§ ANWEISUNGEN:
1) Schreib aus dem Antrag zum Wasserwerk Jungfernheide den Teil wortgetreu ab, der mit „Der Fraktion Bündnis“ anfängt und bis „Verschlechterungsverbot Rechnung tragen.“ geht.
2) Setz den Antrag zum Wasserwerk Jungfernheide nach seinem letzten Satz fort.

§ TEXT ZUM LESEN:
>>>

Nachhaltigkeit

Antrag

Der Fraktion Bündnis 90/Die Grünen Wasserbewirtschaftungsplan vorlegen ­ Wasserwerk Jungfernheide nicht schließen

Das Abgeordnetenhaus wolle beschließen:

Der Senat wird aufgefordert, einen gesamtstädtischen Grundwasserbewirtschaftungsplan vorzulegen. Dieser Plan muss den rechtlichen Anforderungen der Flora-Fauna-Habitat-Richtlinie, der Wasserrahmenrichtlinie und dem dort geforderten Verschlechterungsverbot Rechnung tragen.

Die Grundwasserförderung im Wasserwerk Jungfernheide ist beizubehalten und mindestens bis zur Vorlage des Grundwasserbewirtschaftungsplans fortzuführen, um die durch einen veränderten Grundwasserspiegel auftretenden Schäden an Natur und Gebäuden zu verhindern.

<<<

§ BEREITGESTELLTE DATEN:

>>>

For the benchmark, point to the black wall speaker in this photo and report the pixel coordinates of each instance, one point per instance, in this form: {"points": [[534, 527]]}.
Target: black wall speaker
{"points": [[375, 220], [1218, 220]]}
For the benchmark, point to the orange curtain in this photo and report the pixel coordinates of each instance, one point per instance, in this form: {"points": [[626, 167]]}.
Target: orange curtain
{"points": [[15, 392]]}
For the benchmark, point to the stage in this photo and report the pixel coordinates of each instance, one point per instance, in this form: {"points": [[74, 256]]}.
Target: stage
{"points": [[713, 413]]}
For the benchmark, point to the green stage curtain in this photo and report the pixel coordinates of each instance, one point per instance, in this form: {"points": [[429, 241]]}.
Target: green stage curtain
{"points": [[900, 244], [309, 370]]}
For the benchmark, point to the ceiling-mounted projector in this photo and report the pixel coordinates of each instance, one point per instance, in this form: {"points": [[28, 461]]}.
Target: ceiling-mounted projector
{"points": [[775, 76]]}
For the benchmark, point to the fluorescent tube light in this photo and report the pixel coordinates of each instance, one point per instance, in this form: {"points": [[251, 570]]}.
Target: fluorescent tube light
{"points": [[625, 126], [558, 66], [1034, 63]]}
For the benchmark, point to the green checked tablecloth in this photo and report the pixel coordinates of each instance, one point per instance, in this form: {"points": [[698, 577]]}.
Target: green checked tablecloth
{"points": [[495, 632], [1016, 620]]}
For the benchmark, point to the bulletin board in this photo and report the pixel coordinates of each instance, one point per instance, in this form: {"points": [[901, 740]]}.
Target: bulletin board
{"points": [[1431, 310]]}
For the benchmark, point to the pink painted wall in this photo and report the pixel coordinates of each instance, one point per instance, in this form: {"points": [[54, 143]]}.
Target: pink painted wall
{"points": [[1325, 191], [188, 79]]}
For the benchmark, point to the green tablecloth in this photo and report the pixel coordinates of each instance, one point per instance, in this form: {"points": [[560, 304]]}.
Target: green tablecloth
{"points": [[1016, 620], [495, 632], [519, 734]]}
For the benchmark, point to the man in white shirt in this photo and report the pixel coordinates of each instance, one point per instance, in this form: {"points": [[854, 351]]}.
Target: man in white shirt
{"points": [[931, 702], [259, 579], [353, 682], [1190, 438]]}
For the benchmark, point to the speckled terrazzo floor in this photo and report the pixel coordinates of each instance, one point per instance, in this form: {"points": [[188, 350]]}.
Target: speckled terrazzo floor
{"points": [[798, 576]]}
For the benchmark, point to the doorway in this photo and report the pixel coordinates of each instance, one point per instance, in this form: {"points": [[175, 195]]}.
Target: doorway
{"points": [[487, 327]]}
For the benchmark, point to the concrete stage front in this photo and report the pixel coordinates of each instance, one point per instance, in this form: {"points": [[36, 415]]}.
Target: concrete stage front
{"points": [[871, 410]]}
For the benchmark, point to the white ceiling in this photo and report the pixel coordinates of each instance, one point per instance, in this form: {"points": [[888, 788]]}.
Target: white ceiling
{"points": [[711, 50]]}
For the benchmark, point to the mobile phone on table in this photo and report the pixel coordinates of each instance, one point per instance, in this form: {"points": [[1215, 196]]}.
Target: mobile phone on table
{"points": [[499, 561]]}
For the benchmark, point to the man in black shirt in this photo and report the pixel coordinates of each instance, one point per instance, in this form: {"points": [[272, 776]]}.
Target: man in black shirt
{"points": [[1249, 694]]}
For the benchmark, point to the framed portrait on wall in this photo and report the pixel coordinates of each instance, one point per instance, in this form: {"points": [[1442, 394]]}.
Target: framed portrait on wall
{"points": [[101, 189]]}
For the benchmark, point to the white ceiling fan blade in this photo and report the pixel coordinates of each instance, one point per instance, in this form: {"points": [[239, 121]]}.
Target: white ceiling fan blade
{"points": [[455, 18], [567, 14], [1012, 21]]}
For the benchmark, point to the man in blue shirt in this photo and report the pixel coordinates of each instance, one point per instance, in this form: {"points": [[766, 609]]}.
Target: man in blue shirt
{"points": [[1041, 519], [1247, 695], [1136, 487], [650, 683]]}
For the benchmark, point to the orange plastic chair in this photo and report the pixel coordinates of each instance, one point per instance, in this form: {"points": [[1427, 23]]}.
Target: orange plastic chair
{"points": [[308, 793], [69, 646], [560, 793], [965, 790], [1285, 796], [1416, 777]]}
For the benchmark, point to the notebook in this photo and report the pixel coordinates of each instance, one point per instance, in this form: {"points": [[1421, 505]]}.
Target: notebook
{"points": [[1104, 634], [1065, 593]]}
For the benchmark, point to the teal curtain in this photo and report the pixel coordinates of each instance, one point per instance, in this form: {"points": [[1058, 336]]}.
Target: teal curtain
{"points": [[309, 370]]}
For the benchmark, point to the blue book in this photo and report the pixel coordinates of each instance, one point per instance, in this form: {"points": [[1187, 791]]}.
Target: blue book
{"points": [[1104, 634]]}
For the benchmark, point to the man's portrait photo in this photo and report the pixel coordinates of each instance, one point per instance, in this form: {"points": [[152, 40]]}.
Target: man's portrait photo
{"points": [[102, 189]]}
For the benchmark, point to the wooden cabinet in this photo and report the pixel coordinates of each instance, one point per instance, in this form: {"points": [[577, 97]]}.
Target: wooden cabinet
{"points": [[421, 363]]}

<<<

§ SCHRIFTLICHE ANTWORTEN:
1)
Der Fraktion Bündnis 90/Die Grünen Wasserbewirtschaftungsplan vorlegen ­ Wasserwerk Jungfernheide nicht schließen

Das Abgeordnetenhaus wolle beschließen:

Der Senat wird aufgefordert, einen gesamtstädtischen Grundwasserbewirtschaftungsplan vorzulegen. Dieser Plan muss den rechtlichen Anforderungen der Flora-Fauna-Habitat-Richtlinie, der Wasserrahmenrichtlinie und dem dort geforderten Verschlechterungsverbot Rechnung tragen.

2)
Für die Berliner Wasserwerke sind umgehend wasserrechtliche Genehmigungen mit einer Umweltverträglichkeitsprüfung zu erstellen.

Begründung:

Die Berliner Grundwasserförderung ist gekennzeichnet durch ungleiche Problemlagen, einerseits in den Siedlungsgebieten und andererseits den Naturräumen. Der Rückgang, gar eine Beendigung der Wasserförderung im siedlungsnahen Bereich lässt den Grundwasserspíegel ansteigen und hat unangenehme Folgen wie die Durchnässung von Kellern, aber auch die Versumpfung siedlungsnaher Grünanlagen.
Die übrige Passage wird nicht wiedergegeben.